### EXERCISE INSTRUCTIONS
Print each of the lines below verbatim, with no alterations.

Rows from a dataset
◇ ◇ ◇

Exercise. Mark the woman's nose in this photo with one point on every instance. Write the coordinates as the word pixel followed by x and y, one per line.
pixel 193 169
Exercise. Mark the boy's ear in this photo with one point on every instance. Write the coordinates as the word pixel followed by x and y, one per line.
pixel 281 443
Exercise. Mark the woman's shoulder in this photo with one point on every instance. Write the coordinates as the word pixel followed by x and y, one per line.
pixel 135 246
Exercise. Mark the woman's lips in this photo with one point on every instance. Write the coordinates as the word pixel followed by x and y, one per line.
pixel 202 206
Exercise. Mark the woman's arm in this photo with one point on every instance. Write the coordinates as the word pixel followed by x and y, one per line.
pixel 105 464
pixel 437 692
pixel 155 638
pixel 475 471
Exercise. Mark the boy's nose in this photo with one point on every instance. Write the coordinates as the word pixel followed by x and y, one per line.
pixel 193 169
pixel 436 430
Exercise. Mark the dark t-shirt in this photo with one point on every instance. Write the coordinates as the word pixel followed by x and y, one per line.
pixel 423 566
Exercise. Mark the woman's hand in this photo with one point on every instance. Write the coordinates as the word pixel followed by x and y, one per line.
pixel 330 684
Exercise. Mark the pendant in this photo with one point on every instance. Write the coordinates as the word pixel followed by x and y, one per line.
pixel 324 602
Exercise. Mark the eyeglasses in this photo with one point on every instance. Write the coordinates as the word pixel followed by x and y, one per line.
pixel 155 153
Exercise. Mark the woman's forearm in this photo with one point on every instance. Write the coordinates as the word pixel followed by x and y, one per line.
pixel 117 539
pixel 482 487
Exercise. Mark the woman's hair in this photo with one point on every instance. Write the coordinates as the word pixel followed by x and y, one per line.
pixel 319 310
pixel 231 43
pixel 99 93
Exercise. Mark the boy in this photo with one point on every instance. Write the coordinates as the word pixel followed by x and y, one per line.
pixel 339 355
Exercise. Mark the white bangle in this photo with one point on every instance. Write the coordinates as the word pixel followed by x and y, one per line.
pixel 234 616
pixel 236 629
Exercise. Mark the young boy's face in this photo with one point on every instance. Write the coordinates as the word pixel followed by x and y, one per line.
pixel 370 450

◇ ◇ ◇

### IN RESPONSE
Exercise. Mark the woman's nose in this photo with one point on every instance. Write the coordinates as the word pixel followed by x and y, one per line.
pixel 193 169
Exercise. Mark the boy's ear in this photo with one point on every instance. Write the coordinates as the word pixel followed by x and y, one per line.
pixel 281 443
Exercise. Mark the woman's shoulder in this photo with one point on every instance. Write the coordinates as the word pixel followed by x and y, one per line.
pixel 135 246
Exercise. Mark the woman's lips in this photo with one point on every instance. Write the coordinates as the word pixel followed by x and y, one per line.
pixel 202 206
Exercise. Mark the woman's arm in this photo with one point on every instance. Write the coordinates as the word pixel followed by x and y, one per line.
pixel 105 464
pixel 437 692
pixel 155 638
pixel 475 471
Exercise. Mark the boy's nose in this photo with one point on every instance. Write the coordinates as the word pixel followed by x and y, one per line.
pixel 193 169
pixel 436 430
Exercise. Mark the dark t-shirt in this photo with one point on every instance. Write the coordinates as the word pixel followed by x and y, one per line.
pixel 423 566
Exercise. Mark the woman's hand in this photo with one point on every instance. Write the coordinates as the word pixel followed by x and y, one per line.
pixel 330 684
Exercise. Mark the pendant in this photo with one point on every instance. Write the coordinates as the word pixel followed by x and y, one per line.
pixel 324 602
Exercise. Mark the eyeglasses in this photo with one point on every instance. Write the coordinates as the word pixel followed by x and y, one per line.
pixel 155 153
Exercise. Mark the woman's forearm in this photo with one point on every instance. Write the coordinates as the word pixel followed by x and y, one per line.
pixel 117 539
pixel 482 487
Exercise. Mark the woman's hair in this photo with one point on every instance. Write the coordinates as the word pixel followed by x and y, one per line.
pixel 319 310
pixel 231 43
pixel 99 93
Exercise. Mark the boy in this photo with one point on every instance. Write the coordinates as the word pixel followed by x and y, one per line.
pixel 339 355
Exercise. Mark the white bangle in this photo with one point on every instance. Write the coordinates as the word pixel followed by x and y, one per line.
pixel 234 616
pixel 236 629
Exercise. Mark the young boy's face in this photo with one point on every instance. Write the coordinates as the word pixel followed by x and y, one per line.
pixel 370 450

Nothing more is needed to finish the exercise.